## begin
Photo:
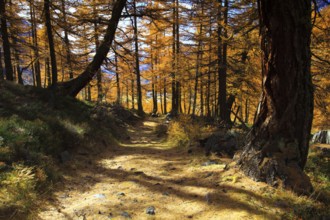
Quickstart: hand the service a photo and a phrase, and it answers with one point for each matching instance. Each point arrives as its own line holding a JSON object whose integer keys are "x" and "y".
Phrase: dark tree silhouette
{"x": 73, "y": 87}
{"x": 278, "y": 145}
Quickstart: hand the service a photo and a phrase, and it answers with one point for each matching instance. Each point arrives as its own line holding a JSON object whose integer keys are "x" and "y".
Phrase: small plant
{"x": 177, "y": 134}
{"x": 161, "y": 130}
{"x": 18, "y": 188}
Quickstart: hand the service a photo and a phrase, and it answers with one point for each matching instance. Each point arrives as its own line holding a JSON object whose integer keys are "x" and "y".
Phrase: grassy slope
{"x": 34, "y": 132}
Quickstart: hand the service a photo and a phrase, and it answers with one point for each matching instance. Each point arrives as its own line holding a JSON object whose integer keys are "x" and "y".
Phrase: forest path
{"x": 146, "y": 171}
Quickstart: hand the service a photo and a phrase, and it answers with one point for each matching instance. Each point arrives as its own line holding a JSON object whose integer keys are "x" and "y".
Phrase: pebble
{"x": 209, "y": 163}
{"x": 121, "y": 194}
{"x": 151, "y": 210}
{"x": 125, "y": 214}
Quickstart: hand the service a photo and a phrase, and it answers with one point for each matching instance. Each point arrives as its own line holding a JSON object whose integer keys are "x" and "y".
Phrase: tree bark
{"x": 50, "y": 42}
{"x": 73, "y": 87}
{"x": 118, "y": 98}
{"x": 137, "y": 64}
{"x": 36, "y": 65}
{"x": 97, "y": 43}
{"x": 66, "y": 40}
{"x": 1, "y": 68}
{"x": 277, "y": 148}
{"x": 5, "y": 42}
## end
[Objective]: Quote every one of the lines above word for word, omitting the pictures.

[Response below]:
Photo:
Quickstart: hand the service a photo and a phrase, and it answers with one point for each matching instance. Each point arrives as its own line holding a JSON object whose integer keys are "x" and "y".
Phrase: dark tree silhouette
{"x": 73, "y": 87}
{"x": 278, "y": 145}
Quickstart: hand the service a photo and a phrase, and it answers with one point for each matching instance. Each point arrives as its own line holding a JSON object whose integer keys are "x" and "y".
Phrase: small plant
{"x": 177, "y": 134}
{"x": 161, "y": 130}
{"x": 18, "y": 188}
Quickstart: hand the service a photo and a phrase, and it answers with one point for each matching instance. Each point arrives as its own line holding a JSON object whose integer keys are "x" and "y".
Phrase: grassy slope
{"x": 34, "y": 132}
Quickstart: hand the service a photo and a phrase, and it answers with one point for each matching instance. Each point arrives as its own line holding a JSON object whose integer keys are "x" and "y".
Phrase: forest path
{"x": 146, "y": 171}
Quickstart: hand the service a photo and a phrase, and it answers with one point for each matching instance. Each point arrives as its own line holding a JSON object whose integer keys are "x" and "y".
Phrase: pebble
{"x": 209, "y": 163}
{"x": 121, "y": 194}
{"x": 151, "y": 210}
{"x": 125, "y": 214}
Quickstart: hand the service a photo and a phrase, and it answers with one point for each matching instance. Each point arrives as its own line holding a JSON object whose integer keys are "x" and "y".
Phrase: tree bark
{"x": 50, "y": 42}
{"x": 73, "y": 87}
{"x": 118, "y": 98}
{"x": 137, "y": 64}
{"x": 36, "y": 65}
{"x": 97, "y": 43}
{"x": 66, "y": 40}
{"x": 1, "y": 68}
{"x": 277, "y": 148}
{"x": 5, "y": 42}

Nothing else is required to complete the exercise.